[Collected data]
## Start

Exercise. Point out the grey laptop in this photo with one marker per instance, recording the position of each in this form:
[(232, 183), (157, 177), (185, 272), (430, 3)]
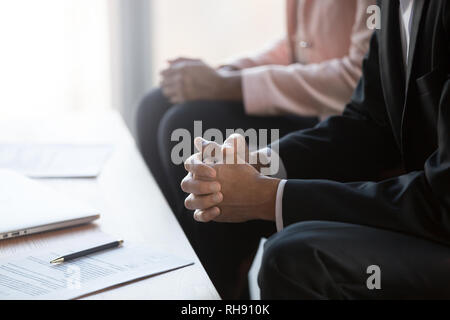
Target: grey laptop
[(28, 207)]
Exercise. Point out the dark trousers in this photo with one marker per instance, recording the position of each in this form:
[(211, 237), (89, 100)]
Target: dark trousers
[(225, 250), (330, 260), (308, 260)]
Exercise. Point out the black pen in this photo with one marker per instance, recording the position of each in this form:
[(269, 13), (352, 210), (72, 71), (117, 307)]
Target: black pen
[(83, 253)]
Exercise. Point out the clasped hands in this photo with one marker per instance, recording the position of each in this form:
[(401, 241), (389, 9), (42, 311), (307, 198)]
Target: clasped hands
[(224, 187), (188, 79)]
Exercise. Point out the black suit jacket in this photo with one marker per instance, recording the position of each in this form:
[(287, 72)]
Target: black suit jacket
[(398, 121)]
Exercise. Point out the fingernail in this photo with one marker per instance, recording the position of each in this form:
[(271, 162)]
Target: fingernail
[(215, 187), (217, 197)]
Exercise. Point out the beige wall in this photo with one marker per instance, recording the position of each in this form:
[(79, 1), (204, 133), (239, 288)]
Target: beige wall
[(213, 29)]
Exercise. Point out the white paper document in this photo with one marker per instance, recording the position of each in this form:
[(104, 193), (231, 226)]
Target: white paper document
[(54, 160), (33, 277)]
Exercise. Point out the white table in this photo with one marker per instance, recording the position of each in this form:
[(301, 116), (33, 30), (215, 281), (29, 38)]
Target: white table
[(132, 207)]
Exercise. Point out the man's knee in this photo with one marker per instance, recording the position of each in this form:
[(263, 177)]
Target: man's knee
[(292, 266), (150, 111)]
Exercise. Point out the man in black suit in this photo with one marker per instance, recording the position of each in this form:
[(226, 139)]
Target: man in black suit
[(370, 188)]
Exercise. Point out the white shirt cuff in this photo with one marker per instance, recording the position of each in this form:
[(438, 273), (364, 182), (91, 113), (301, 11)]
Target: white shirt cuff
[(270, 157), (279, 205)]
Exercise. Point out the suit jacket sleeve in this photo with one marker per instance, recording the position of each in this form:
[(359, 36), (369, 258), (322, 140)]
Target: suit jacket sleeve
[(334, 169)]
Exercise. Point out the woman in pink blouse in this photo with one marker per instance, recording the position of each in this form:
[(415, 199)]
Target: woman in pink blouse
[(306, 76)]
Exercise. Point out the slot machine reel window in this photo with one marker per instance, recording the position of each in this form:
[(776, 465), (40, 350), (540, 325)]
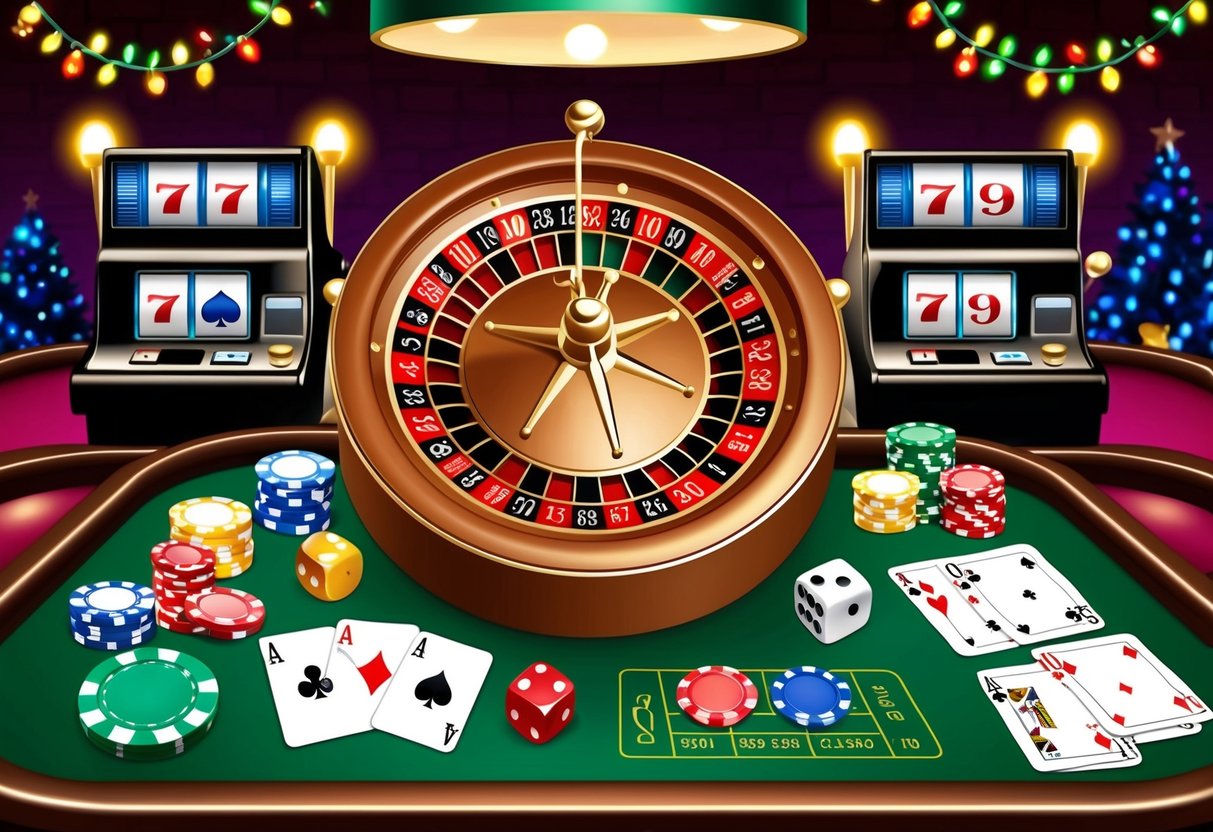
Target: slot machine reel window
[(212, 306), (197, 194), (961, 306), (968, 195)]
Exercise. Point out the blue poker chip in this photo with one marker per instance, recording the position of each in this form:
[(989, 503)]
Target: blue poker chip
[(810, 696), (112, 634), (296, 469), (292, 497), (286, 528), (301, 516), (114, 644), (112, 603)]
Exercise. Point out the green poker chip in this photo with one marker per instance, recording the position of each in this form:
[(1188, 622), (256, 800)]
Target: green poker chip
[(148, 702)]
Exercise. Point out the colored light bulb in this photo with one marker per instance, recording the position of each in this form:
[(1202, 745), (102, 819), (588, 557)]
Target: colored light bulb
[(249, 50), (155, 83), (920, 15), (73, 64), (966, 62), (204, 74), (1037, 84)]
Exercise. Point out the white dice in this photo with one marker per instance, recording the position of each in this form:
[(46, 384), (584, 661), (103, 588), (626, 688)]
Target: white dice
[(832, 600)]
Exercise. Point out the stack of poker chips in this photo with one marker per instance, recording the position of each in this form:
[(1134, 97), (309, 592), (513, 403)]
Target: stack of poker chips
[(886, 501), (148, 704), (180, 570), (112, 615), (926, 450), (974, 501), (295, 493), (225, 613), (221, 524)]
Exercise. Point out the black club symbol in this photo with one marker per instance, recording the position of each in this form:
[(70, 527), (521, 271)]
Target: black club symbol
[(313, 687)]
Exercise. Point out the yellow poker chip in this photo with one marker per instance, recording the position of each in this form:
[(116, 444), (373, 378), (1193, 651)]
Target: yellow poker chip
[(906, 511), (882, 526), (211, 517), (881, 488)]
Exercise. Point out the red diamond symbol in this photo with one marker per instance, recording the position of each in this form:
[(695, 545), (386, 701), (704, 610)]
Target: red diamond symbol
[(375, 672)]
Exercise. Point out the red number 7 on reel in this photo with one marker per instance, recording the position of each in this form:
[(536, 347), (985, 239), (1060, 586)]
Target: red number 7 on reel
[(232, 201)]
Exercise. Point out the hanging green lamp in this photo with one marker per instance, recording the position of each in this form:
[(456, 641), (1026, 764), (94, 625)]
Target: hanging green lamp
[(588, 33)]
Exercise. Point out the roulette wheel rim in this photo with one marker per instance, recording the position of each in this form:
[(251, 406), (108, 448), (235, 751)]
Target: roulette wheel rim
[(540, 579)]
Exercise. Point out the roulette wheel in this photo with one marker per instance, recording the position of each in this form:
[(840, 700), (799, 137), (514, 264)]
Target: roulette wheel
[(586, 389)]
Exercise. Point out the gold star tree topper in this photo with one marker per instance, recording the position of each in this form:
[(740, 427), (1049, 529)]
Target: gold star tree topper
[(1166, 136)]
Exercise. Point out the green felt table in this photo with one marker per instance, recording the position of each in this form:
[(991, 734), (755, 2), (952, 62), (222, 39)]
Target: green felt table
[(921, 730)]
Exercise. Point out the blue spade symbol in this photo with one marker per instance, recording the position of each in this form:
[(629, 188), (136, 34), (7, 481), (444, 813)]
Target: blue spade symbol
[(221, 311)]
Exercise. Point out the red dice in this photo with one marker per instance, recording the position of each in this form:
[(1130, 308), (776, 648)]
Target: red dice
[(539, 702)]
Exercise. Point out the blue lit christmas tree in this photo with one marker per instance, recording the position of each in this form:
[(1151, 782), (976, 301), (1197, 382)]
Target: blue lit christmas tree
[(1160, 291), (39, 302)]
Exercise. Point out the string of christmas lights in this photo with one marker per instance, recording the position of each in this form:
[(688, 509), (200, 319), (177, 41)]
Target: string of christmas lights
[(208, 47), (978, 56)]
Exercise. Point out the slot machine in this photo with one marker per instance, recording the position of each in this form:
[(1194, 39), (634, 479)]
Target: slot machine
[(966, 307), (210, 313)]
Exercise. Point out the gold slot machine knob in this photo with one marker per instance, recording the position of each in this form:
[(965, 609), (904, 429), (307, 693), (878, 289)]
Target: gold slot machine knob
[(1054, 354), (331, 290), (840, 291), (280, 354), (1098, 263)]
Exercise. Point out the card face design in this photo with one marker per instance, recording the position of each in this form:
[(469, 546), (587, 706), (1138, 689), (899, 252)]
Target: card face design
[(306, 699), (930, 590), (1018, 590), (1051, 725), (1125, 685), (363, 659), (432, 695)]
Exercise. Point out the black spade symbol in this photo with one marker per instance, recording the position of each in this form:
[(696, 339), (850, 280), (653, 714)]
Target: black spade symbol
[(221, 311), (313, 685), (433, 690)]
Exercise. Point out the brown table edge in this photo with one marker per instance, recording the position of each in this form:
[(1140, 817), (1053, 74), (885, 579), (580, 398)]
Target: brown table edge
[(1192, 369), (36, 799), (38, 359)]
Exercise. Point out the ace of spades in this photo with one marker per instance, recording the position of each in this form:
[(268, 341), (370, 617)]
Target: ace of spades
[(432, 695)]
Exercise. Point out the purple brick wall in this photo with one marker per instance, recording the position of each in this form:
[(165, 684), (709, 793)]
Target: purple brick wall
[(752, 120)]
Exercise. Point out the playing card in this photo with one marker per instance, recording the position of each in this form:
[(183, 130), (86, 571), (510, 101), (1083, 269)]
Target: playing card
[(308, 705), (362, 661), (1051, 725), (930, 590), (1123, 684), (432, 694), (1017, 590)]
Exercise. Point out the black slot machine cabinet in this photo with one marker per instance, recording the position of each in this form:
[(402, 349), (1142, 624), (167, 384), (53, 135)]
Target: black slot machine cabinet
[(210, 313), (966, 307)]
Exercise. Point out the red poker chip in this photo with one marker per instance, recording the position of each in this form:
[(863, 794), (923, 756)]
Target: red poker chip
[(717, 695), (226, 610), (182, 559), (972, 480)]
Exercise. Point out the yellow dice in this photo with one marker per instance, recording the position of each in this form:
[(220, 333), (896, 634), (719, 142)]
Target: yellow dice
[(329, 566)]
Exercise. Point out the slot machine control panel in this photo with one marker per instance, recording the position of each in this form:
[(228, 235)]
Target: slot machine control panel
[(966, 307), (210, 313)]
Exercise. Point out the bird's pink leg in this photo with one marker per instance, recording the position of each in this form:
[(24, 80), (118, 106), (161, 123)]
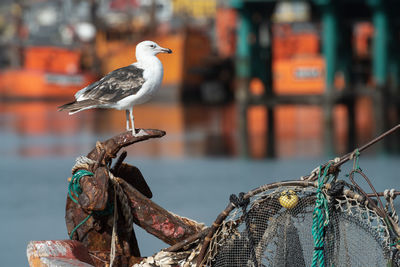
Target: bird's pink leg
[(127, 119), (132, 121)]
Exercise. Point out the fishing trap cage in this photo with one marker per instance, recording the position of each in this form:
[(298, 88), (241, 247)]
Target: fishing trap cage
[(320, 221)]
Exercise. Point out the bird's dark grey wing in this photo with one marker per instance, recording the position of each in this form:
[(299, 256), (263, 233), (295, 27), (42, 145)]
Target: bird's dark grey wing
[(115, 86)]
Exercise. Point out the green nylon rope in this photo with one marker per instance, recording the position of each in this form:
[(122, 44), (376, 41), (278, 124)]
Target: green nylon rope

## End
## Start

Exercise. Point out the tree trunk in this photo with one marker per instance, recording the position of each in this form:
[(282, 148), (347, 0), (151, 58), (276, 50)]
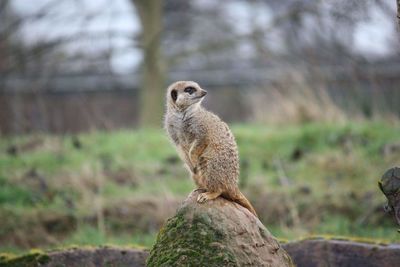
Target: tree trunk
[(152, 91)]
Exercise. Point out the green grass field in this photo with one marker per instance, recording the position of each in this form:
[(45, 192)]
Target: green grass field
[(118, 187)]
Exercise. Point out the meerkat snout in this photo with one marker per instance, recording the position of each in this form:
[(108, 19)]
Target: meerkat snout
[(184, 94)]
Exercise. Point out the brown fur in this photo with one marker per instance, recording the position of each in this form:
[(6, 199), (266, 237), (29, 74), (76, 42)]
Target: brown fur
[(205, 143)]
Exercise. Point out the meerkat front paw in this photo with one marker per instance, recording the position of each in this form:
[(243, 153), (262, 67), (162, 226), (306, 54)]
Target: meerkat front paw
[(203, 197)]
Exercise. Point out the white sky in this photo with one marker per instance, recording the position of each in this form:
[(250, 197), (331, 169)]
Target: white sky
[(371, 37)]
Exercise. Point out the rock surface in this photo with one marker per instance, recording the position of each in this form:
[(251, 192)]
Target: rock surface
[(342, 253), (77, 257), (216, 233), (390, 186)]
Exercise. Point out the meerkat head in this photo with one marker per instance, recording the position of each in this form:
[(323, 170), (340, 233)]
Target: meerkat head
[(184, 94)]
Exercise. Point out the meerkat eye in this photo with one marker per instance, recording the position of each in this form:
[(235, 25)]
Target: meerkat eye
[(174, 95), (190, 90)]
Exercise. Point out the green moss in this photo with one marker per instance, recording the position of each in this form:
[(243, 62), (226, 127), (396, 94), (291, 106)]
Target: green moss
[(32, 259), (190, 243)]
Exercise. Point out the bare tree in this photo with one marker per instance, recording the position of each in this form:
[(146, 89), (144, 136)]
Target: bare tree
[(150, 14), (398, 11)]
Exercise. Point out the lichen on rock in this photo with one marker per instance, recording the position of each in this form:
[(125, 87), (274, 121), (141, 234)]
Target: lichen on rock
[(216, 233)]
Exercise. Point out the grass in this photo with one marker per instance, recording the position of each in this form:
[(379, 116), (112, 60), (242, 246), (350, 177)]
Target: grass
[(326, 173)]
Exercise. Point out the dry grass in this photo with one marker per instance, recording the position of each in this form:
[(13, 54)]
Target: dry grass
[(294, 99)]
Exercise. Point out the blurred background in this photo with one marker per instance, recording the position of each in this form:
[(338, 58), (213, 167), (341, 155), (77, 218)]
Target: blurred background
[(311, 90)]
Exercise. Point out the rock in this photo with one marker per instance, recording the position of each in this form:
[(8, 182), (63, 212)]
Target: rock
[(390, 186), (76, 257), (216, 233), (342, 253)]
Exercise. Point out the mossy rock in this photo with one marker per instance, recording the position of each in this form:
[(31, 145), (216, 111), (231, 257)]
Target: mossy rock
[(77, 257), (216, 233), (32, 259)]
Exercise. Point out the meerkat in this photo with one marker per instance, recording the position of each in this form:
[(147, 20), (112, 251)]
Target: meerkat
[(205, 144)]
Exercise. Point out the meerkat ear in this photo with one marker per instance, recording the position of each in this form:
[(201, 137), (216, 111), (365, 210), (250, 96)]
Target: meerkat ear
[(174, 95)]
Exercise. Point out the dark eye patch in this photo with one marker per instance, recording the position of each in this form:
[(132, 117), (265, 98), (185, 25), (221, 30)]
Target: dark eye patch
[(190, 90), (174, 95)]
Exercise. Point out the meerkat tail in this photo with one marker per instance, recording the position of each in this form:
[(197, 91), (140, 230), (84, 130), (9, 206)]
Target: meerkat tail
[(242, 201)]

## End
## Start

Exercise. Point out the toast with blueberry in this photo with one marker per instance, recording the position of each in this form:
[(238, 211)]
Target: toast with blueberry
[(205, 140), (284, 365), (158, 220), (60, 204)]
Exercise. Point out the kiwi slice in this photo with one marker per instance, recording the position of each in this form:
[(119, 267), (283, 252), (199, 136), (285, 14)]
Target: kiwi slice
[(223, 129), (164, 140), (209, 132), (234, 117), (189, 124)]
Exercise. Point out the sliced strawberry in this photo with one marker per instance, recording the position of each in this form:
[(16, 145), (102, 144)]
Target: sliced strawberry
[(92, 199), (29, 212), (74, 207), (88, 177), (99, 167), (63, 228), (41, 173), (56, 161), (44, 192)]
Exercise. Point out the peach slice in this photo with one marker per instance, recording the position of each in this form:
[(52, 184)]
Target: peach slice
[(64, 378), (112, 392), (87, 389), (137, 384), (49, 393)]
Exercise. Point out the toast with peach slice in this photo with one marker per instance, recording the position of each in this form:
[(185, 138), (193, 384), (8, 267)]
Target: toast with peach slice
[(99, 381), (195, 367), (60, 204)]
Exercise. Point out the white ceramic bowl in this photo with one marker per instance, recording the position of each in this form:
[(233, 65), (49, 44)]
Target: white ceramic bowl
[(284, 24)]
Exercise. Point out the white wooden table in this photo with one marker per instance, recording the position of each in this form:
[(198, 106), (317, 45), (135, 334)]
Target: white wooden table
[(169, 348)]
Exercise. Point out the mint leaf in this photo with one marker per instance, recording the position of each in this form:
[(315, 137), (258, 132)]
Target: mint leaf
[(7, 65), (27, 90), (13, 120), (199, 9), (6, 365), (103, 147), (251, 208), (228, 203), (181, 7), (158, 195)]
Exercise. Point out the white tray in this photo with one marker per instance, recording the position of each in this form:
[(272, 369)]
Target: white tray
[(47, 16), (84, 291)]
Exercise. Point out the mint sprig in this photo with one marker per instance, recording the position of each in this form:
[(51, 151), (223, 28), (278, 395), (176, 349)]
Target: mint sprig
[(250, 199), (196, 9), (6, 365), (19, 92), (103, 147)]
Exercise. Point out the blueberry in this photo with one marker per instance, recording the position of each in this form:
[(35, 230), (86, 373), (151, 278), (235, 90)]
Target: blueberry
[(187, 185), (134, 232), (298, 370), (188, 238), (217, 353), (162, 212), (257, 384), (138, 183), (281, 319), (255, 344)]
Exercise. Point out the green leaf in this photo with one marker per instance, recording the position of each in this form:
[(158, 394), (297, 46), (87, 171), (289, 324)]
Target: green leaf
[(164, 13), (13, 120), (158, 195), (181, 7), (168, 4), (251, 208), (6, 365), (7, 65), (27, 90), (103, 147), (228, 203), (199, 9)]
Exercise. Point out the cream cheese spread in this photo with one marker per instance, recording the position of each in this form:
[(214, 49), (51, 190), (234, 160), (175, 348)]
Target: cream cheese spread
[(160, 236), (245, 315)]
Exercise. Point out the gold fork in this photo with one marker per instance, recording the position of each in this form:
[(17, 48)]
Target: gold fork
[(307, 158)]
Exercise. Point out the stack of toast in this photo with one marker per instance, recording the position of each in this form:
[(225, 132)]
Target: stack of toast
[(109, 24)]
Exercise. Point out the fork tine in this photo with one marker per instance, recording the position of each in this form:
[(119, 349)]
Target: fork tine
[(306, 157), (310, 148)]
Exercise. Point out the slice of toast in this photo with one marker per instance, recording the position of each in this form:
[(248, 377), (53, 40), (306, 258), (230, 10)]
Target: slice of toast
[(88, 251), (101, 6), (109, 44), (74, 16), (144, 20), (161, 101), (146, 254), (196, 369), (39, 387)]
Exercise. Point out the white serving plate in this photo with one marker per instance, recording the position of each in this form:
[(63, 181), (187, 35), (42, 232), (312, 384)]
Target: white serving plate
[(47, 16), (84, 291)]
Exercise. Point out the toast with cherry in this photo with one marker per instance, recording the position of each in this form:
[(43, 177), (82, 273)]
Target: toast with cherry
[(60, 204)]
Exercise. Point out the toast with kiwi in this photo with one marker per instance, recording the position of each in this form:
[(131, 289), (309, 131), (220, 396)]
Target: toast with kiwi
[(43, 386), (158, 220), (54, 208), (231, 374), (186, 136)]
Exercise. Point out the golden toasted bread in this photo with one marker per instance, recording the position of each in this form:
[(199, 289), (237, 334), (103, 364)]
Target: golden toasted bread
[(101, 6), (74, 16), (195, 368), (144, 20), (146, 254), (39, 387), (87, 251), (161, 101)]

## End

Show every line of the material above that contains the word "cabinet".

COMPLETE OUTPUT:
Exercise. Point out the black slot machine cabinet in this photo with one marker per instance, recording the position of each in this form:
Target: black slot machine cabinet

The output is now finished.